TASK OBJECTIVE: Beginning with the first entry, print all the records exactly.

RECORDS SUPPLIED:
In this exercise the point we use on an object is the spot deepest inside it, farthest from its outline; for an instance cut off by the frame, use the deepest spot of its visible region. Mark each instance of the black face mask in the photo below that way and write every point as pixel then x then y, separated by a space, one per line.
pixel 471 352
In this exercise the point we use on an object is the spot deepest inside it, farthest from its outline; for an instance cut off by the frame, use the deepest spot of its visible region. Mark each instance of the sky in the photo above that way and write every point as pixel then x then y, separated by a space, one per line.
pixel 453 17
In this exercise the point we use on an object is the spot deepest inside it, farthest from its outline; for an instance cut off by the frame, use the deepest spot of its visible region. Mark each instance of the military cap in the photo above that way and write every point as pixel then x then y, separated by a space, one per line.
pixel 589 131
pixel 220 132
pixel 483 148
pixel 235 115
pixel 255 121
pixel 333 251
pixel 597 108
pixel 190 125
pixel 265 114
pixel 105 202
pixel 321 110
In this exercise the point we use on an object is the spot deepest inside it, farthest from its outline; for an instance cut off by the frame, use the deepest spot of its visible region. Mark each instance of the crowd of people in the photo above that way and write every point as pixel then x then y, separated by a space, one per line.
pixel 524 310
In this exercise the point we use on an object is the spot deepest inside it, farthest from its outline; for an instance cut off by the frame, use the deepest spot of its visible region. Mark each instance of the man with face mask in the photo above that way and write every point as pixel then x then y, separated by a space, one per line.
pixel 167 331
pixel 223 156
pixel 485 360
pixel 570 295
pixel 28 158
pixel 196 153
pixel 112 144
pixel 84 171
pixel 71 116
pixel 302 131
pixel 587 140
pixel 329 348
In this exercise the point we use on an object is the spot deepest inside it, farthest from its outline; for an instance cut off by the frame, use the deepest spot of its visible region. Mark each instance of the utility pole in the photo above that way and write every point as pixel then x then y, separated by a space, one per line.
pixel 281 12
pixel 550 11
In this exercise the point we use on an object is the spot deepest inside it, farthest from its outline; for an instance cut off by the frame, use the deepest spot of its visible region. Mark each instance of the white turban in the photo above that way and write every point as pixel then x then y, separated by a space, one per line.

EXERCISE OUTPUT:
In this exercise the point we use on an object is the spot deepest inside it, farthest from its outline; for an instance cut off by the frame, use the deepest spot of its visible region. Mark each instance of the black face mask in the photo below that way and write every point as pixel then x then y, separated by a space, one per line.
pixel 471 352
In this exercise the point we use on an object is the spot deepest inside it, farthest from its outline; for an instance cut off by the frame, use the deepest spot of its visible region. Mark each instance of the sky in the photo above that way and write every point as pixel then x then y, separated by a space, one per line.
pixel 453 17
In this exercise the point we use on an object is the spot deepest inside it, farthest from its outline; for an instance cut off by the frame, use the deepest spot of its visible region. Mark each instance of the military cap in the photo above that way and write every point as pixel then x then y, separated by a space, one per line.
pixel 589 131
pixel 220 132
pixel 483 148
pixel 235 115
pixel 255 121
pixel 333 251
pixel 597 108
pixel 190 125
pixel 265 114
pixel 105 202
pixel 321 110
In this exercise the point we use on an object is the spot deepest inside it, farthest from its outline; for an instance cut off by the frame, use the deepest spot of its visible region. Mark each instance of the crowd of people in the photo above that way and write every point as pixel then x then y, separated by a space, one per line.
pixel 524 310
In this exercise the point we use on an object is the spot deepest inside it, farthest from its outline; for an instance cut off by the frame, use the deepest spot of its visible region. Mark each instance of the man with face mask in the photo above that way and write every point as pixel then x then y, separated by a space, one per line.
pixel 167 331
pixel 223 156
pixel 485 360
pixel 570 295
pixel 28 158
pixel 196 153
pixel 112 144
pixel 84 171
pixel 71 116
pixel 302 131
pixel 587 140
pixel 329 348
In this exercise the point we use on an object is the spot deepest inside it, farthest from its outline; for an instance cut off by the frame, use the deepest spot of its visible region. Mark each instance of the utility pole in the photo above that way and write every point as pixel then x then y, separated by a space, one per line.
pixel 281 12
pixel 550 11
In this exercise the point we use on an object is the spot deepest inside it, farthest from its outline; for an instance cut off by the frame, use the deepest spot of its visible region. Mark each instance of the white turban in the photo above that way and write every point as pixel then x then y, separated by a space, one per line.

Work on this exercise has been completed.